* _Task prompt_
Please tally how many lines of the items below contain the word "grass", and reply with that number alone.

* _Supplied data_
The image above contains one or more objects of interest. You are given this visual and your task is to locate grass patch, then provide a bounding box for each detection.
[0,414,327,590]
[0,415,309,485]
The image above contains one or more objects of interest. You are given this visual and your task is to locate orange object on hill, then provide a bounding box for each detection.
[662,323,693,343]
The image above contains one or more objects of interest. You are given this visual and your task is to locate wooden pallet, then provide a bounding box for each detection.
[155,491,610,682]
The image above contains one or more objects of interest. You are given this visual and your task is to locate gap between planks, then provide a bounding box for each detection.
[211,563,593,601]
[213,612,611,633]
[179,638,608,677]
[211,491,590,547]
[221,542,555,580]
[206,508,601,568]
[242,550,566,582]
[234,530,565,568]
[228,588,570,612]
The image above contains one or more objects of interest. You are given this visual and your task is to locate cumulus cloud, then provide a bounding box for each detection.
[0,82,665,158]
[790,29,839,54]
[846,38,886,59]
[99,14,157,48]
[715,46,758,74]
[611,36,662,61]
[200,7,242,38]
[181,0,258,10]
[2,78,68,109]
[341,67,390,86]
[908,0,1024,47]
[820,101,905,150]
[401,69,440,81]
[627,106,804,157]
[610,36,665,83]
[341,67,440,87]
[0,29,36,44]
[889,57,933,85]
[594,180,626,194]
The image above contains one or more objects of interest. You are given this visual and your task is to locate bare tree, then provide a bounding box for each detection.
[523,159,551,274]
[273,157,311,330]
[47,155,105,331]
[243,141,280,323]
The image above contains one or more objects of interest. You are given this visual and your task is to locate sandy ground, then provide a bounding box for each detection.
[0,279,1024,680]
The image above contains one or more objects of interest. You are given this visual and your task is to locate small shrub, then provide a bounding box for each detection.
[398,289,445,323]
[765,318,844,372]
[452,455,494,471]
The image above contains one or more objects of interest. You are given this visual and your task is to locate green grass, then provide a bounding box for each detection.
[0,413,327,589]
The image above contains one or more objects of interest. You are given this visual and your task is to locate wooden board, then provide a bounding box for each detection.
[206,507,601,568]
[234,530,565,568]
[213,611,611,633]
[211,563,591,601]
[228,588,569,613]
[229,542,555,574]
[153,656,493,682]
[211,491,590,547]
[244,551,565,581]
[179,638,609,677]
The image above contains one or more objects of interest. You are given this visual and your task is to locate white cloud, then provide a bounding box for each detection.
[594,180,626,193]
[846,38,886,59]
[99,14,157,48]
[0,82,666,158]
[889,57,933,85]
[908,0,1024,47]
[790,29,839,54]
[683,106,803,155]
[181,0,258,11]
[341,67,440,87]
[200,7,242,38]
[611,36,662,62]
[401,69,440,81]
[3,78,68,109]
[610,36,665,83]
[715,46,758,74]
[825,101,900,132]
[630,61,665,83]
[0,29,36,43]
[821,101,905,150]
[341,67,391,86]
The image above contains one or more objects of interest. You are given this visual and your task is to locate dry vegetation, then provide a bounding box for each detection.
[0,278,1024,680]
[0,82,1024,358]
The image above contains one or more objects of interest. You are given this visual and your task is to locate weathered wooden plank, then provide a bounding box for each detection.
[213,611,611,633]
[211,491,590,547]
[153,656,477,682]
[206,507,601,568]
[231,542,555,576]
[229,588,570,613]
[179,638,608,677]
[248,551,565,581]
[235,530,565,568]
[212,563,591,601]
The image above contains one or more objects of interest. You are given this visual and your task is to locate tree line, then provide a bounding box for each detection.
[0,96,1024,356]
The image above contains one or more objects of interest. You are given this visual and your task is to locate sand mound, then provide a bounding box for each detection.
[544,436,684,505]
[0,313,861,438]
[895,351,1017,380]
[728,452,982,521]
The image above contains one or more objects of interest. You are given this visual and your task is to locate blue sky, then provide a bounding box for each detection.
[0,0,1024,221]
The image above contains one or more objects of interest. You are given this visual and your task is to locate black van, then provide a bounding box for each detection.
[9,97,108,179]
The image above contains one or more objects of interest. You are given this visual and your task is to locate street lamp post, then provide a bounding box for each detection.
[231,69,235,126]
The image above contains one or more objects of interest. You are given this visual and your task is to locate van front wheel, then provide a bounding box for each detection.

* _Problem solution_
2